• Problem requirements
Beginning with the line that has "Objective — a", please write out the remaining lines of the material exactly, the last one included.
—————
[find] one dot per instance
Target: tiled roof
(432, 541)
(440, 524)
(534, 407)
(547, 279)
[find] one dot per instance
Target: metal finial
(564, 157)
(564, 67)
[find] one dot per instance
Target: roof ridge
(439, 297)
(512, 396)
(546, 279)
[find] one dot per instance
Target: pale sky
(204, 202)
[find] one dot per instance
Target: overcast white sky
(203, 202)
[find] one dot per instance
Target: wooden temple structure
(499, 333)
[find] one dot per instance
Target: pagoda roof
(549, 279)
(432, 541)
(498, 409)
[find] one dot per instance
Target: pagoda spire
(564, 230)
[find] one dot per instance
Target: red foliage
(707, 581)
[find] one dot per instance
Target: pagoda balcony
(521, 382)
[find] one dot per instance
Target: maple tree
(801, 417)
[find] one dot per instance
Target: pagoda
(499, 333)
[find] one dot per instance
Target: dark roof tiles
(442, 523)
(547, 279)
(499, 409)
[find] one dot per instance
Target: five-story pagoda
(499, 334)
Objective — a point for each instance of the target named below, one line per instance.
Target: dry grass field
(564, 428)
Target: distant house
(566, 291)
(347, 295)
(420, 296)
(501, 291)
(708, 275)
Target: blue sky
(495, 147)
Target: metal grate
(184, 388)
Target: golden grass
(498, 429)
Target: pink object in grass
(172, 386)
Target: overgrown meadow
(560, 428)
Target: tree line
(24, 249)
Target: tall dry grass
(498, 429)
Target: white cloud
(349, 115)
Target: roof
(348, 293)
—————
• Task result
Objective — a point for each instance of the target named below, one line per instance.
Target: dry grass field
(564, 428)
Target: distant house
(566, 291)
(347, 295)
(420, 296)
(501, 291)
(708, 275)
Target: blue sky
(495, 147)
Target: metal grate
(184, 388)
Target: golden grass
(498, 429)
Target: pink object in grass
(172, 386)
Target: overgrown meadow
(560, 428)
Target: tree line
(24, 249)
Target: tall dry grass
(498, 429)
Target: white cloud
(349, 115)
Target: roof
(348, 293)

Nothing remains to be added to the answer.